▸ **TASK OBJECTIVE**
Repeat the whole of the data, keeping every detail the same.

Start MATERIAL

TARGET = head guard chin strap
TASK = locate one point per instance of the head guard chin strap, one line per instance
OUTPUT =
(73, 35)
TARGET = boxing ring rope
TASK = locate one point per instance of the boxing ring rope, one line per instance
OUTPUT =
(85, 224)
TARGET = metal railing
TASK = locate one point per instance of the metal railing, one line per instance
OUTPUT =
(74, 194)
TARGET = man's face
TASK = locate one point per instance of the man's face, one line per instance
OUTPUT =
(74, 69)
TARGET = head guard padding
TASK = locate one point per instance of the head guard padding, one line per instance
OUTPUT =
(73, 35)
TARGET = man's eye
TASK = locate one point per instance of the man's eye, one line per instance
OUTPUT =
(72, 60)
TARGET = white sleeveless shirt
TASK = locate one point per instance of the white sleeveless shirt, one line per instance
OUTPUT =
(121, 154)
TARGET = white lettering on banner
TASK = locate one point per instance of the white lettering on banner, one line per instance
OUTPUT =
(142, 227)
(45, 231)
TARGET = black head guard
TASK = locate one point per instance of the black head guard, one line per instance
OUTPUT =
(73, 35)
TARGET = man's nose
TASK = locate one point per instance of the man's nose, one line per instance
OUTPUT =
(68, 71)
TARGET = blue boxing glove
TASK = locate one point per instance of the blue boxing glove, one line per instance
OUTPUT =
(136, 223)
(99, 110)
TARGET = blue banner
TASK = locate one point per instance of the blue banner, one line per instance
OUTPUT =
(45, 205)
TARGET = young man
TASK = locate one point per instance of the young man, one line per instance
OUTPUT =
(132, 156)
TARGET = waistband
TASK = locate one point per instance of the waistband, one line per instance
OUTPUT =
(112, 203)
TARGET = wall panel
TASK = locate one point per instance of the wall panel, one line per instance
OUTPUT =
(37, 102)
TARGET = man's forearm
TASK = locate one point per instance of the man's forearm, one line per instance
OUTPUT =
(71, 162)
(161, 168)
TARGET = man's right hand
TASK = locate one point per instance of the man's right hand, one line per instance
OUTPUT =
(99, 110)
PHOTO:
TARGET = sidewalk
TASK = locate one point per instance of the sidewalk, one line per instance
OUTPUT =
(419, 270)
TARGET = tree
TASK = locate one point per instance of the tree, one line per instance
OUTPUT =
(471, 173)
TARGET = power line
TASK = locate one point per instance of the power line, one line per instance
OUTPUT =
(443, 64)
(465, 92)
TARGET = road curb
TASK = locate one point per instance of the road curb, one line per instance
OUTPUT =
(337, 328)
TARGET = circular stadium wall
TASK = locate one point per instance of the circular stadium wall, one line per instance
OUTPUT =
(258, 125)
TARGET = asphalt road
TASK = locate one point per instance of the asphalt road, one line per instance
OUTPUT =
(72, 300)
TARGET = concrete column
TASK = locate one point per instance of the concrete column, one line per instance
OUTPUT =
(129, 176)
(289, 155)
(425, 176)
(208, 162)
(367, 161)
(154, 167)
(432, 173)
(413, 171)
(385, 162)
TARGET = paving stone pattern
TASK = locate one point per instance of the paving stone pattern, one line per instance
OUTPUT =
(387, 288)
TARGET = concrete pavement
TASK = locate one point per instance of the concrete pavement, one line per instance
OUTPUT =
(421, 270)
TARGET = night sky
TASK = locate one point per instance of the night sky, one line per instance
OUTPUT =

End MATERIAL

▸ **RESULT OF THIS EXERCISE**
TARGET = head guard chin strap
TASK = locate one point per instance of the head guard chin strap, one line per instance
OUTPUT =
(73, 35)
TARGET = boxing ring rope
TASK = locate one point per instance of the boxing ring rope, one line per instance
OUTPUT =
(85, 224)
TARGET = metal railing
TASK = locate one point per instance of the metal railing, one line per instance
OUTPUT =
(74, 194)
TARGET = man's face
TASK = locate one point per instance of the man's face, one line per instance
OUTPUT =
(74, 69)
TARGET = head guard padding
TASK = locate one point per instance of the head guard padding, one line per instance
OUTPUT =
(73, 35)
TARGET = man's eye
TASK = locate one point per instance of the man's eye, one line per instance
OUTPUT =
(72, 60)
TARGET = white sleeveless shirt
TASK = locate one point per instance of the white sleeveless shirt, one line per instance
OUTPUT =
(121, 154)
TARGET = white lettering on banner
TASK = locate one point per instance of the white lettering on banner, one line per instance
OUTPUT =
(142, 227)
(45, 231)
TARGET = black head guard
TASK = locate one point per instance of the black head guard, one line per instance
OUTPUT =
(73, 35)
TARGET = man's nose
TASK = locate one point per instance of the man's nose, one line per instance
OUTPUT =
(68, 71)
TARGET = blue boxing glove
TASK = locate one point per instance of the blue boxing glove, one line per instance
OUTPUT =
(136, 223)
(99, 110)
TARGET = blue banner
TASK = locate one point per instance of the blue banner, one line per instance
OUTPUT =
(45, 205)
TARGET = young man
TASK = locate one point per instance of the young man, one line per instance
OUTPUT =
(132, 156)
TARGET = waistband
TASK = locate one point per instance of the waistband, one line per instance
OUTPUT =
(112, 203)
TARGET = wall panel
TASK = locate one point per instance of the wall panel, one line per instance
OUTPUT =
(37, 102)
TARGET = man's forearm
TASK = locate one point per instance of the man's forearm, one line per instance
OUTPUT =
(71, 162)
(161, 168)
TARGET = man's right hand
TASK = locate one point per instance of the man's right hand, one line per instance
OUTPUT =
(99, 110)
PHOTO:
TARGET = sidewalk
TASK = locate one point per instance of the sidewalk, one line per instance
OUTPUT =
(419, 270)
TARGET = tree
TASK = locate one point per instance of the tree, one line per instance
OUTPUT =
(471, 173)
TARGET = power line
TASK = locate one point per instance of the power line, one line per instance
OUTPUT =
(443, 64)
(465, 92)
TARGET = road curb
TASK = locate one point per instance of the road curb, one line per instance
OUTPUT =
(337, 328)
TARGET = circular stadium wall
TASK = locate one point per instance of the circular stadium wall, one line per instance
OUTPUT =
(258, 125)
TARGET = asphalt road
TASK = locate one point per instance of the asphalt road, one line per instance
OUTPUT =
(72, 300)
TARGET = concrete column
TASK = locate one point per instance of the concrete column, one line per instance
OUTPUT =
(129, 176)
(289, 155)
(425, 176)
(208, 162)
(367, 161)
(154, 167)
(432, 173)
(413, 171)
(385, 162)
TARGET = paving stone pattern
TASK = locate one point per instance of the paving stone pattern, one line per instance
OUTPUT =
(387, 288)
TARGET = concrete pavement
TASK = locate one point per instance of the concrete pavement, one line per instance
OUTPUT =
(421, 270)
TARGET = night sky
TASK = locate one point per instance of the night sky, one line per instance
OUTPUT =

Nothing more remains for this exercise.